■ Problem
Can you pick up the comment below on connection ID limits and path IDs and continue it from its last sentence?

** start Source document **

To give a bit more detail: active_connection_id_limit controls the maximum number of CIDs to ensure that the other end cannot force you to allocate a huge amount of memory to store the CIDs. This is still the same with use of a path ID; the only thing that is different is that you have to store a path ID in addition to the CID. However, controlling the max number of CIDs is still the way to control how much memory needs to be allocated.

Additional path state beyond the CIDs only need to be created when a path is actually opened. An endpoint needs to also control the maximum number of open paths, however, first of all active_connection_id_limit give a maximum for that as well and second when the same path ID is used in both direction each endpoint can control the number of maximum path individually without the need to communicate this to the other end by not issuing more path IDs.

** end Source document **
** start Stored data **

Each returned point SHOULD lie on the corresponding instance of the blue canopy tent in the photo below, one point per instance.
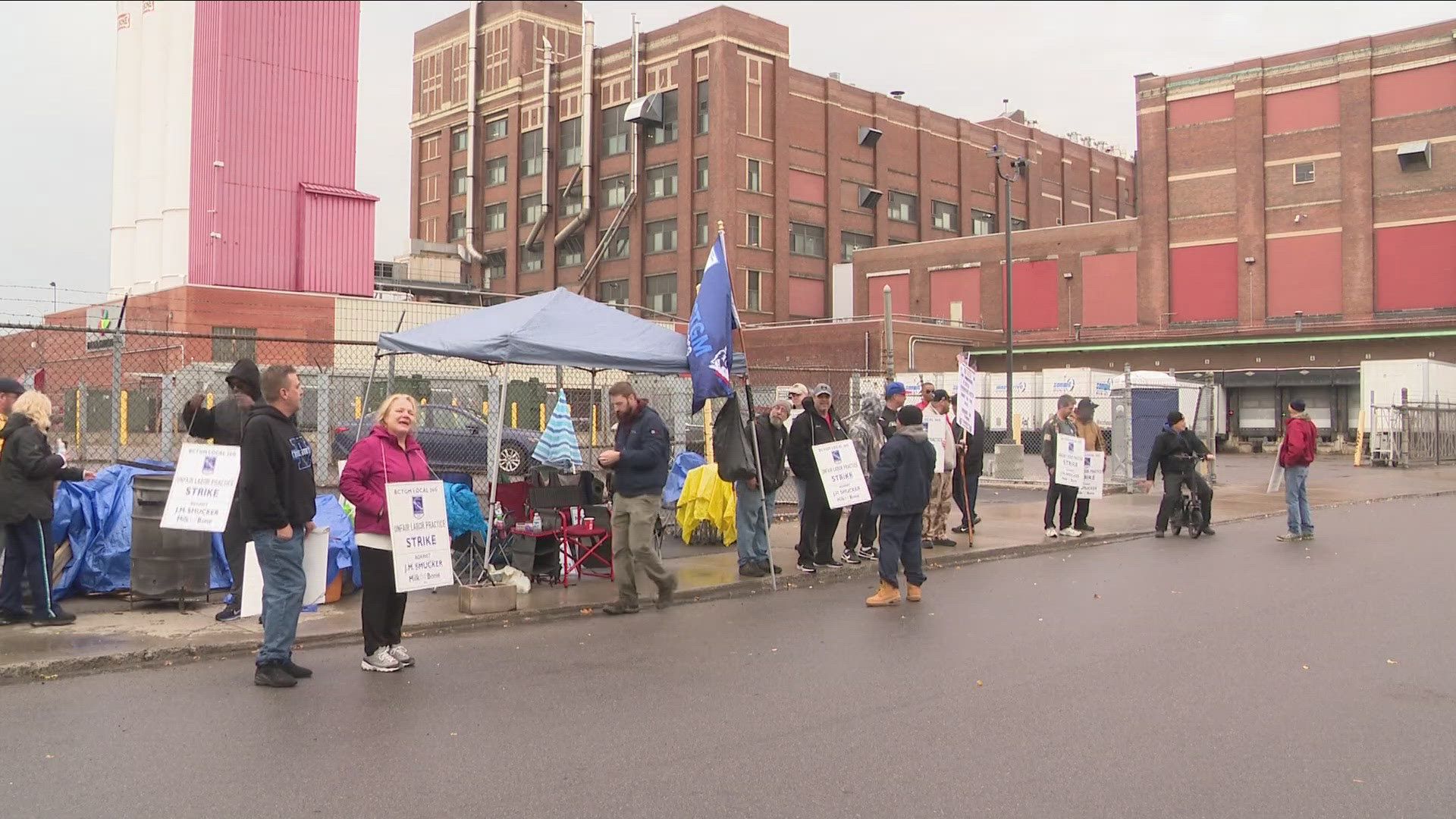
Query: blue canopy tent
(557, 328)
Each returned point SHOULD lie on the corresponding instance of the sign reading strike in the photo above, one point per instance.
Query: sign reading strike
(419, 535)
(1092, 475)
(202, 487)
(839, 469)
(1071, 464)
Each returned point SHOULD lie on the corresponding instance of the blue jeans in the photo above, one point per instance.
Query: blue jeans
(900, 544)
(281, 563)
(753, 526)
(1296, 496)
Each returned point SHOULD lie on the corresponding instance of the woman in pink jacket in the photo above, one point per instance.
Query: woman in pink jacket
(391, 453)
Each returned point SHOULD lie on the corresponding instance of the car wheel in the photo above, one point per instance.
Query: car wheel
(513, 460)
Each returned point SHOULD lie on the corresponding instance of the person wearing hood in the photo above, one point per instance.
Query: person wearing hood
(391, 453)
(1175, 450)
(870, 439)
(1296, 452)
(277, 507)
(639, 463)
(902, 490)
(28, 474)
(223, 423)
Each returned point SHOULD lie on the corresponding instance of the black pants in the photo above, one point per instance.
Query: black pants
(859, 528)
(1172, 496)
(235, 548)
(1066, 497)
(382, 608)
(817, 523)
(30, 554)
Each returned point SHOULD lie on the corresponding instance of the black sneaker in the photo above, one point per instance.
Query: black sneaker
(57, 618)
(273, 675)
(296, 670)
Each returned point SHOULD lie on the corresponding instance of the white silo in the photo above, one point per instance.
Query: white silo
(126, 148)
(152, 145)
(177, 158)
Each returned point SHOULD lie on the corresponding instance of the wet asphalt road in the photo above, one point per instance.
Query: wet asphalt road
(1149, 678)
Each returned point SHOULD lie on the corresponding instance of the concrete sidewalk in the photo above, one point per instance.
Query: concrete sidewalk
(111, 634)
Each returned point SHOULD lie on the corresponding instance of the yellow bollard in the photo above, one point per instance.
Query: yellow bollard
(708, 430)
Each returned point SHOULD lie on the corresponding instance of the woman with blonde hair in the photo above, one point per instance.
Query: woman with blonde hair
(28, 474)
(389, 453)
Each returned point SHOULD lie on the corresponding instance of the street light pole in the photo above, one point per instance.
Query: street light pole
(1017, 167)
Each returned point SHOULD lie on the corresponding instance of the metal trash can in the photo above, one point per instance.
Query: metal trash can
(165, 563)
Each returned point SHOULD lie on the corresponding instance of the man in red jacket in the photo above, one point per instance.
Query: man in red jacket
(1294, 455)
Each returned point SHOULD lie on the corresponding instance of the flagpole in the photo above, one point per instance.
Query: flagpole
(753, 431)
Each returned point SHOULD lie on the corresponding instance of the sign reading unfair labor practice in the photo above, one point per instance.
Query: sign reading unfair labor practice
(202, 487)
(839, 469)
(419, 535)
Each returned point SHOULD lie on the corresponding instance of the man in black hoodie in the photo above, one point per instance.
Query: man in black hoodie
(277, 510)
(223, 423)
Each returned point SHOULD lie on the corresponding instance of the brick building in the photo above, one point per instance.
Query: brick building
(789, 162)
(1298, 215)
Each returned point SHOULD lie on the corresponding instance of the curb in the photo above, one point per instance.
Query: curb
(42, 670)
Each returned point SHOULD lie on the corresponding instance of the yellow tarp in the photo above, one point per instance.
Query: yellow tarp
(708, 497)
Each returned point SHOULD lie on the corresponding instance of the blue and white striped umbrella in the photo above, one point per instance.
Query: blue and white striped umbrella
(558, 447)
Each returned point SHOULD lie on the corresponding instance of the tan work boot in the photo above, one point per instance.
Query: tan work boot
(886, 596)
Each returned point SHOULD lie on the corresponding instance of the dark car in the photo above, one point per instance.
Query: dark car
(455, 441)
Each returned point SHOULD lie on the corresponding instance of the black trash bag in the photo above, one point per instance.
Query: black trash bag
(731, 447)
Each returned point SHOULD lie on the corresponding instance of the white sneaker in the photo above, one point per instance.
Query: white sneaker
(381, 661)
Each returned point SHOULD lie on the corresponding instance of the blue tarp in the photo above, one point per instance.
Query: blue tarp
(95, 516)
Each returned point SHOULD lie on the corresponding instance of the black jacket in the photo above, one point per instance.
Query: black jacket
(772, 441)
(811, 428)
(1174, 452)
(28, 472)
(902, 480)
(275, 488)
(645, 452)
(224, 422)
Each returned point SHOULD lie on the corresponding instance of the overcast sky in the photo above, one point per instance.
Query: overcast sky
(1069, 66)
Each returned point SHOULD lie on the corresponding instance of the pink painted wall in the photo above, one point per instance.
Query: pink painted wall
(963, 286)
(274, 99)
(1305, 275)
(1110, 290)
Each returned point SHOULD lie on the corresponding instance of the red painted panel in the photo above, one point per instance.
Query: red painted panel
(274, 101)
(1204, 283)
(1110, 290)
(963, 286)
(1416, 267)
(1200, 110)
(1414, 89)
(1036, 286)
(805, 297)
(1305, 275)
(805, 187)
(1301, 110)
(899, 293)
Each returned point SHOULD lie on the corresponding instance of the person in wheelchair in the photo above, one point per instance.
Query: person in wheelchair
(1177, 449)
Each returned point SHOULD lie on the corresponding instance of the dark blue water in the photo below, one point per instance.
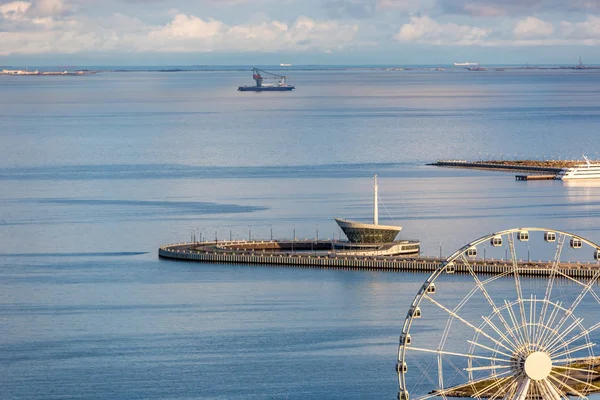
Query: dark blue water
(98, 171)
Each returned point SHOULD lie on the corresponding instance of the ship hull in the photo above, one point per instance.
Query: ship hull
(265, 88)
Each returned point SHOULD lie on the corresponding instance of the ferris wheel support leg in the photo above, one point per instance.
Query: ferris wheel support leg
(522, 390)
(550, 390)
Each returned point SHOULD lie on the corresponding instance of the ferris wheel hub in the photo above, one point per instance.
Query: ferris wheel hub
(538, 365)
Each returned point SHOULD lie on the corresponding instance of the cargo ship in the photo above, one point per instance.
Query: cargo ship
(280, 86)
(465, 64)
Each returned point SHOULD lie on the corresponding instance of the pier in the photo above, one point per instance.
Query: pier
(322, 254)
(545, 167)
(536, 177)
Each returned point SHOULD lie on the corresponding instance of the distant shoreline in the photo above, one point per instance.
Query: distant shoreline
(47, 70)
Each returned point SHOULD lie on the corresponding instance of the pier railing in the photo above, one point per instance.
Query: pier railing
(190, 252)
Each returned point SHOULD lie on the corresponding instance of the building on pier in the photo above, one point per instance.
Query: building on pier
(375, 238)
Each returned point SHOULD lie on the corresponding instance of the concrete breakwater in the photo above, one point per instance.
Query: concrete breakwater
(268, 253)
(549, 167)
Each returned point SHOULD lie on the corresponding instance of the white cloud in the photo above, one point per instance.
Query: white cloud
(425, 30)
(183, 33)
(586, 30)
(14, 11)
(532, 27)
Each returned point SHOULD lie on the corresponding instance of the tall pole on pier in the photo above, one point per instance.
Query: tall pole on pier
(375, 210)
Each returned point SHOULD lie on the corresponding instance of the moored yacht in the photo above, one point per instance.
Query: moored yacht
(588, 170)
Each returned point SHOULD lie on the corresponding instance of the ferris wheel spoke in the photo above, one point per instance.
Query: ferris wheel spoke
(502, 335)
(573, 360)
(573, 350)
(489, 299)
(523, 389)
(547, 326)
(587, 288)
(581, 334)
(472, 384)
(513, 257)
(513, 318)
(423, 370)
(560, 337)
(573, 379)
(512, 389)
(464, 321)
(569, 388)
(574, 369)
(555, 263)
(488, 348)
(549, 390)
(499, 393)
(488, 368)
(449, 353)
(492, 386)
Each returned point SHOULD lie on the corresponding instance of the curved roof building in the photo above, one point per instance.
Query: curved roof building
(364, 233)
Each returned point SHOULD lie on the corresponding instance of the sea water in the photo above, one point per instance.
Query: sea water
(98, 171)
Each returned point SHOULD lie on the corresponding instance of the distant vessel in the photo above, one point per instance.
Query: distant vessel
(280, 86)
(582, 171)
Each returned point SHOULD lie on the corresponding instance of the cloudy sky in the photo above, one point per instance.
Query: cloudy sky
(175, 32)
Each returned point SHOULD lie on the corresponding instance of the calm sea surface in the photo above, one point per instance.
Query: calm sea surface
(97, 172)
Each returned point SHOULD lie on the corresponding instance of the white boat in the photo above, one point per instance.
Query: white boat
(588, 170)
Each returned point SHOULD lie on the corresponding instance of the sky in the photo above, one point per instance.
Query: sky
(218, 32)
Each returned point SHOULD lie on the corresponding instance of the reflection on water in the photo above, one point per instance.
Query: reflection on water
(97, 172)
(583, 183)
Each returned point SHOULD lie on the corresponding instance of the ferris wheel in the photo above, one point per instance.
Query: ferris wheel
(504, 333)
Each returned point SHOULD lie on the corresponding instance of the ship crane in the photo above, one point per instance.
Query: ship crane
(256, 75)
(259, 75)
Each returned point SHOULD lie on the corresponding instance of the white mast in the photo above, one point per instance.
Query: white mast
(375, 210)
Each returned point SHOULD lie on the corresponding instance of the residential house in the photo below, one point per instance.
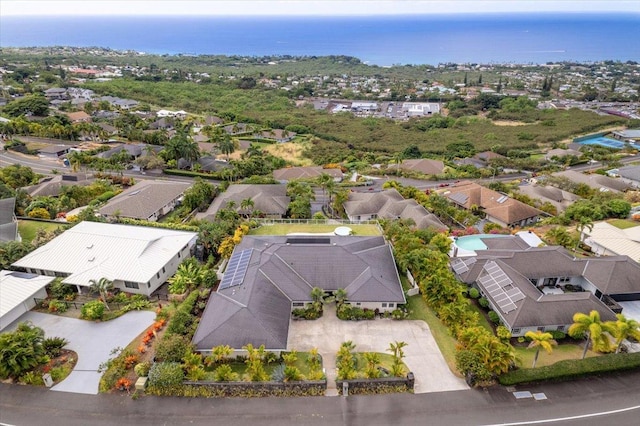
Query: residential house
(53, 151)
(498, 208)
(56, 93)
(146, 200)
(19, 291)
(629, 175)
(527, 297)
(557, 197)
(595, 181)
(8, 221)
(290, 173)
(423, 165)
(279, 135)
(271, 200)
(389, 204)
(267, 277)
(559, 153)
(608, 240)
(136, 259)
(79, 117)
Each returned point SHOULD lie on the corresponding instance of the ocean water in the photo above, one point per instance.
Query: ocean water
(505, 38)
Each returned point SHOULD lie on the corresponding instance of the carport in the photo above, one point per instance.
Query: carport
(17, 293)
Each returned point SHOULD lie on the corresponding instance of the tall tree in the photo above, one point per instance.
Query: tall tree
(593, 329)
(540, 340)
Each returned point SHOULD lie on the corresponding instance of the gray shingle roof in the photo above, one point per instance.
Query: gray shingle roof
(144, 199)
(269, 199)
(390, 204)
(283, 270)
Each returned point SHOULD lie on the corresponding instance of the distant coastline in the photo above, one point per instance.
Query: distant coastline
(503, 38)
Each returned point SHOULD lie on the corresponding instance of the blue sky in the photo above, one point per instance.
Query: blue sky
(305, 7)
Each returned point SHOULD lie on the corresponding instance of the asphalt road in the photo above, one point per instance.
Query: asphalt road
(611, 400)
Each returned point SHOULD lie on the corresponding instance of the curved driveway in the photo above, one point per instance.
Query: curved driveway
(92, 341)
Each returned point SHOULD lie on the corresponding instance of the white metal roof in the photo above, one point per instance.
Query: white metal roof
(92, 250)
(16, 287)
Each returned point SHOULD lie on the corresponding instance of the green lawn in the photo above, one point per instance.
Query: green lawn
(418, 310)
(29, 228)
(561, 352)
(287, 228)
(623, 223)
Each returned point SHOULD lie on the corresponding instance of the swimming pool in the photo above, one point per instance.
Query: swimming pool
(474, 242)
(607, 142)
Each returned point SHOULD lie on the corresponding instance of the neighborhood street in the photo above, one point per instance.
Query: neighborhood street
(610, 400)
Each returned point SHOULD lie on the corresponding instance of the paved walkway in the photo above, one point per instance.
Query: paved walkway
(422, 355)
(92, 341)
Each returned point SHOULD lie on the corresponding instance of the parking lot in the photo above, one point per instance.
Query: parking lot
(422, 355)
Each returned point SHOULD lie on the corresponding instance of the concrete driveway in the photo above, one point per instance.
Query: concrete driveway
(92, 341)
(422, 355)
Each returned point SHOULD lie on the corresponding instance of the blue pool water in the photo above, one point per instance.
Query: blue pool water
(607, 142)
(474, 242)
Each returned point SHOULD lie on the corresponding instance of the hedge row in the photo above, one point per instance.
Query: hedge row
(572, 369)
(177, 172)
(239, 389)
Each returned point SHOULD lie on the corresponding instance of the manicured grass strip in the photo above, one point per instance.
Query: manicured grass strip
(418, 310)
(29, 228)
(623, 223)
(567, 351)
(572, 369)
(288, 228)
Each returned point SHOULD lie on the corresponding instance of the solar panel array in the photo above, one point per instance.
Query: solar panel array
(236, 269)
(460, 266)
(500, 287)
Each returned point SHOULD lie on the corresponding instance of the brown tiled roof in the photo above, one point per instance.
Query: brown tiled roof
(424, 165)
(508, 210)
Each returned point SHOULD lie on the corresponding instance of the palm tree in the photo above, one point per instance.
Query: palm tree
(247, 205)
(584, 223)
(540, 340)
(592, 328)
(227, 146)
(101, 286)
(623, 328)
(340, 296)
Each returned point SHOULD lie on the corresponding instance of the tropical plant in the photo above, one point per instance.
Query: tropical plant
(593, 329)
(224, 373)
(372, 370)
(101, 286)
(21, 350)
(623, 328)
(540, 340)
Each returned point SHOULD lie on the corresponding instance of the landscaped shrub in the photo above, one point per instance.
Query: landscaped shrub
(166, 374)
(57, 290)
(172, 348)
(142, 369)
(557, 334)
(493, 316)
(57, 306)
(53, 345)
(573, 368)
(92, 310)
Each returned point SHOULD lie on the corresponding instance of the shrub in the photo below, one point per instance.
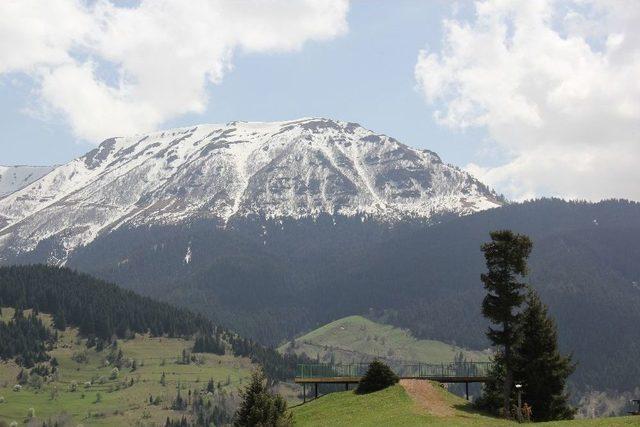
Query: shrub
(378, 377)
(261, 408)
(114, 373)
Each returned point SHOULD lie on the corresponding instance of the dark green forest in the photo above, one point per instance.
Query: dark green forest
(272, 280)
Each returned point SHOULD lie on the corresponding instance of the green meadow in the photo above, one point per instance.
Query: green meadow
(86, 390)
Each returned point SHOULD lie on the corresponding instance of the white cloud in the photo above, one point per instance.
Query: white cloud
(557, 87)
(120, 70)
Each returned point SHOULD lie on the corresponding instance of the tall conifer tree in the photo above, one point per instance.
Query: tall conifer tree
(506, 258)
(540, 366)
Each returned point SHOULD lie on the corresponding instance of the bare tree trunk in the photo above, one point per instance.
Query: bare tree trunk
(508, 379)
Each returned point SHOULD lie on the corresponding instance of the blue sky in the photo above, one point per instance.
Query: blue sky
(365, 76)
(533, 97)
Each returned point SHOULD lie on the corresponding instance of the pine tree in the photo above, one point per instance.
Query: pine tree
(259, 407)
(506, 258)
(59, 321)
(540, 366)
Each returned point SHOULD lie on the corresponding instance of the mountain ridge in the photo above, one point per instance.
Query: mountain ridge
(299, 168)
(14, 178)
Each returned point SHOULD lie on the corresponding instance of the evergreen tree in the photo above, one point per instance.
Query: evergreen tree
(59, 321)
(261, 408)
(506, 258)
(540, 366)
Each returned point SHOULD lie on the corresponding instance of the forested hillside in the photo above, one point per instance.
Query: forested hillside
(272, 280)
(103, 312)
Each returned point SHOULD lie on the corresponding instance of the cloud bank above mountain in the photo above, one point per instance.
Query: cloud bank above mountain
(557, 87)
(111, 70)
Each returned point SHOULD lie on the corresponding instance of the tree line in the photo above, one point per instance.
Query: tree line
(528, 367)
(103, 311)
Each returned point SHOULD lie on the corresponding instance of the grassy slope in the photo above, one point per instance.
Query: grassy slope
(127, 405)
(394, 407)
(355, 338)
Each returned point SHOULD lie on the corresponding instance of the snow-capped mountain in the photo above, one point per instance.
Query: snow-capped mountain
(293, 169)
(13, 178)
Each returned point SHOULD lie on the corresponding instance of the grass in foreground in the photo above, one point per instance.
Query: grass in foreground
(394, 407)
(122, 401)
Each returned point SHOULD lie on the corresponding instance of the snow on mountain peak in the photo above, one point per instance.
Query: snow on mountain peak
(297, 168)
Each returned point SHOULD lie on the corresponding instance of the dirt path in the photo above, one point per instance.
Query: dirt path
(427, 397)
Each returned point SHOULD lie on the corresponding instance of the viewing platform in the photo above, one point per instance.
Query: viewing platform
(454, 372)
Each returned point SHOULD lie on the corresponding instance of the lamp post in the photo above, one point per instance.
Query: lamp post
(519, 390)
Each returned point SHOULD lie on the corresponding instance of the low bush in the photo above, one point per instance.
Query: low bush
(378, 377)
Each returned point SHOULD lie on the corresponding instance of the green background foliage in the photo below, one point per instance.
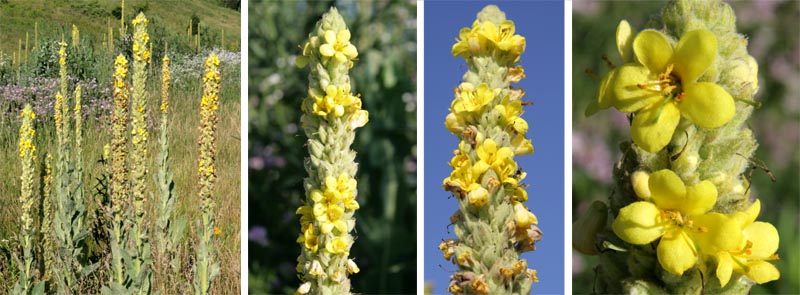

** end Stored data **

■ Result for this task
In practice we should recommend that each endpoint locally decides how many paths it is willing to maintain at max and then we recommend to set the active_connection_id_limit parameter to local_max_path * 2 to still allow for migration on each path. Similarly the other end can look at the active_connection_id_limit parameter from the other peer and issue at least active_connection_id_limit/2 path ID if its own local limit allows that.

About @MikeBishop point, I don't think it's really needed to control the active_connection_id_limit value very tightly. It's more important to have a limit at all. So if you select a value for multipath support and only get single path, you might get more CIDs then you need to but its the same amount of ressources you committed to. I don't think that is really a problem.

Note that in this case it would maybe also make sense to maintain only one sequence number space for all CIDs instead of per path. This question can be decided independently, even though it supports the same idea, I opened issue #371 for the this.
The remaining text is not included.